DATA FOR THIS EXERCISE:
* * *

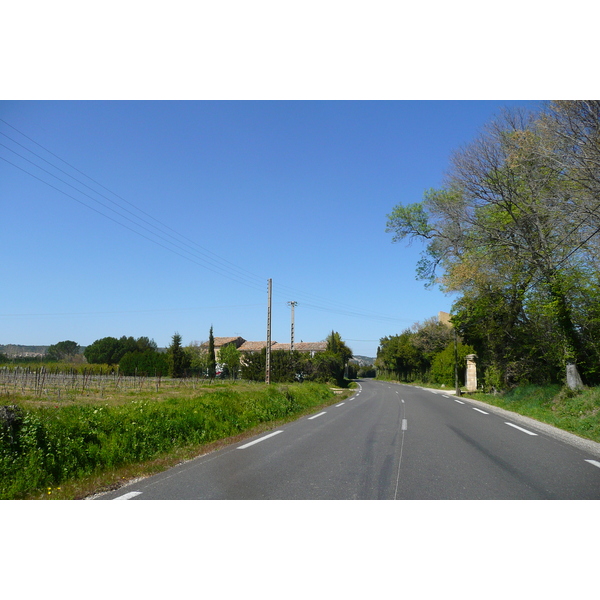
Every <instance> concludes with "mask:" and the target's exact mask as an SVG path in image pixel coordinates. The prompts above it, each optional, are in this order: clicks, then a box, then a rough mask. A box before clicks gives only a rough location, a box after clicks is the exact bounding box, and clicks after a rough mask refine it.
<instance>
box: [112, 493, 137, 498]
mask: <svg viewBox="0 0 600 600" xmlns="http://www.w3.org/2000/svg"><path fill="white" fill-rule="evenodd" d="M141 493H142V492H129V493H128V494H123V495H122V496H118V497H117V498H113V500H131V499H132V498H135V497H136V496H139V495H140V494H141Z"/></svg>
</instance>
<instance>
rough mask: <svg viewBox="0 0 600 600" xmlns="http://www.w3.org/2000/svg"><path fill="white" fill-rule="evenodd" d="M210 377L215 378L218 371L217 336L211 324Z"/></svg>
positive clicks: (209, 334) (208, 356) (208, 369)
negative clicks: (217, 356) (212, 329)
mask: <svg viewBox="0 0 600 600" xmlns="http://www.w3.org/2000/svg"><path fill="white" fill-rule="evenodd" d="M207 370H208V377H209V378H210V379H214V378H215V375H216V373H217V358H216V356H215V338H214V336H213V332H212V325H211V326H210V333H209V336H208V365H207Z"/></svg>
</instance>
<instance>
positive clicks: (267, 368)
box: [265, 279, 273, 383]
mask: <svg viewBox="0 0 600 600" xmlns="http://www.w3.org/2000/svg"><path fill="white" fill-rule="evenodd" d="M272 291H273V280H272V279H269V302H268V308H267V365H266V374H265V382H266V383H271V296H272Z"/></svg>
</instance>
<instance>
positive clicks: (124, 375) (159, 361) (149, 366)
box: [119, 348, 170, 377]
mask: <svg viewBox="0 0 600 600" xmlns="http://www.w3.org/2000/svg"><path fill="white" fill-rule="evenodd" d="M169 368H170V365H169V361H168V358H167V355H166V354H163V353H161V352H157V351H156V350H153V349H152V348H148V349H147V350H145V351H143V352H128V353H127V354H125V356H123V358H122V359H121V360H120V361H119V373H121V375H124V376H131V375H143V376H150V377H154V376H166V375H167V374H169Z"/></svg>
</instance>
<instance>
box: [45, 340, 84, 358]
mask: <svg viewBox="0 0 600 600" xmlns="http://www.w3.org/2000/svg"><path fill="white" fill-rule="evenodd" d="M76 354H79V344H78V343H77V342H72V341H71V340H65V341H64V342H58V344H54V345H52V346H49V347H48V350H46V360H47V361H57V362H58V361H68V360H69V359H71V358H73V357H74V356H75V355H76Z"/></svg>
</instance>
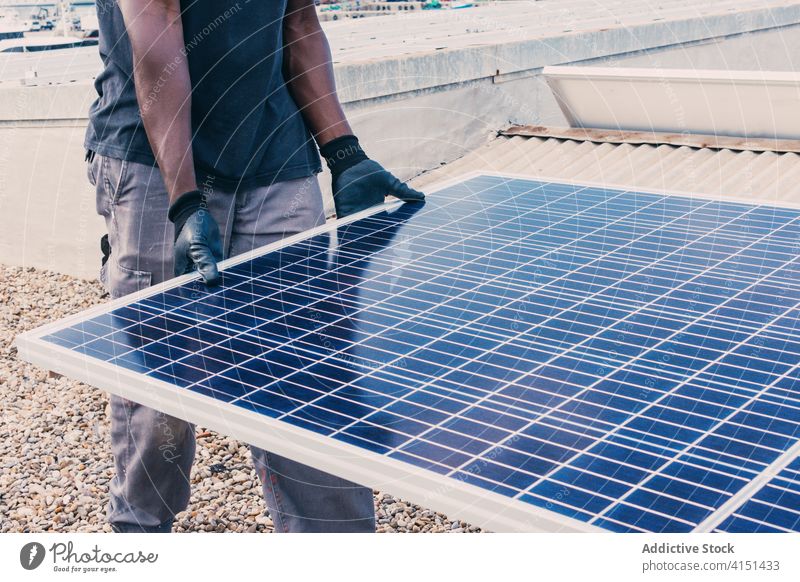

* * *

Of all the lines in the data above, show only those that hold the word "positive".

FINAL ANSWER:
positive clicks: (209, 334) (208, 356) (208, 369)
positive clicks: (267, 368)
positive clicks: (124, 375) (159, 361) (149, 366)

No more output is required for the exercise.